__What to do__: Word for word, transcribe all of the records.

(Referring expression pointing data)
⁂

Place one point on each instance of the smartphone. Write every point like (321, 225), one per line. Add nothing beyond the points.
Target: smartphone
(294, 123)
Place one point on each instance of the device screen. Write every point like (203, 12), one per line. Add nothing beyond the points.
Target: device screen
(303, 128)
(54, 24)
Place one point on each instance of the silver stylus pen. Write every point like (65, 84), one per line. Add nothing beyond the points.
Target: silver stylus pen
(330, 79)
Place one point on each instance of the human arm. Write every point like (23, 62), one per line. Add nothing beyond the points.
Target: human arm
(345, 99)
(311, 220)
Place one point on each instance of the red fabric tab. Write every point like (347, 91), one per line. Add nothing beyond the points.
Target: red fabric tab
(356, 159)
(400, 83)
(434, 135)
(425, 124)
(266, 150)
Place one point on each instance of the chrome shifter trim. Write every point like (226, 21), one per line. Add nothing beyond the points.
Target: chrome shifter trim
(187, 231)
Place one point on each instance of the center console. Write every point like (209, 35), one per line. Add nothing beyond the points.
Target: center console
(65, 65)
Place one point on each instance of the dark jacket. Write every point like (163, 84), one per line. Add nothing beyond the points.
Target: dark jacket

⁂

__Answer to the problem__:
Place one point on each instance of the smartphone. Write every point like (321, 225), one per line. Add nothing beyond the points.
Target: smartphone
(294, 123)
Place one point on each instance of the device screen. Write every point like (203, 12), one per line. Add nothing beyond the points.
Target: device screen
(303, 128)
(54, 24)
Place one point on each instance of the silver stylus pen. Write every point like (65, 84), one per line. Add nothing beyond the points.
Target: silver stylus pen
(330, 79)
Place one point on each instance of the human arm. Write every point like (23, 62), one per line. Add nothing beyond the points.
Target: human arm
(345, 99)
(311, 220)
Place one point on each instance of the red fabric tab. Write every point like (347, 91), one per line. Add nothing beyond the points.
Target: red fabric tab
(356, 159)
(400, 83)
(434, 135)
(425, 124)
(266, 150)
Place one point on each instance of the chrome shifter trim. Write every point like (226, 21), one per line. Add nothing beyond the points.
Target: chrome shifter trim
(187, 231)
Place one point on each instance of the center console. Write every point like (209, 35), one per line. Add nothing beyond the points.
Target: center console
(65, 65)
Place one point on each instance of the dark jacket. Write every point like (163, 84), one per line. Add nothing beyond the points.
Target: dark jacket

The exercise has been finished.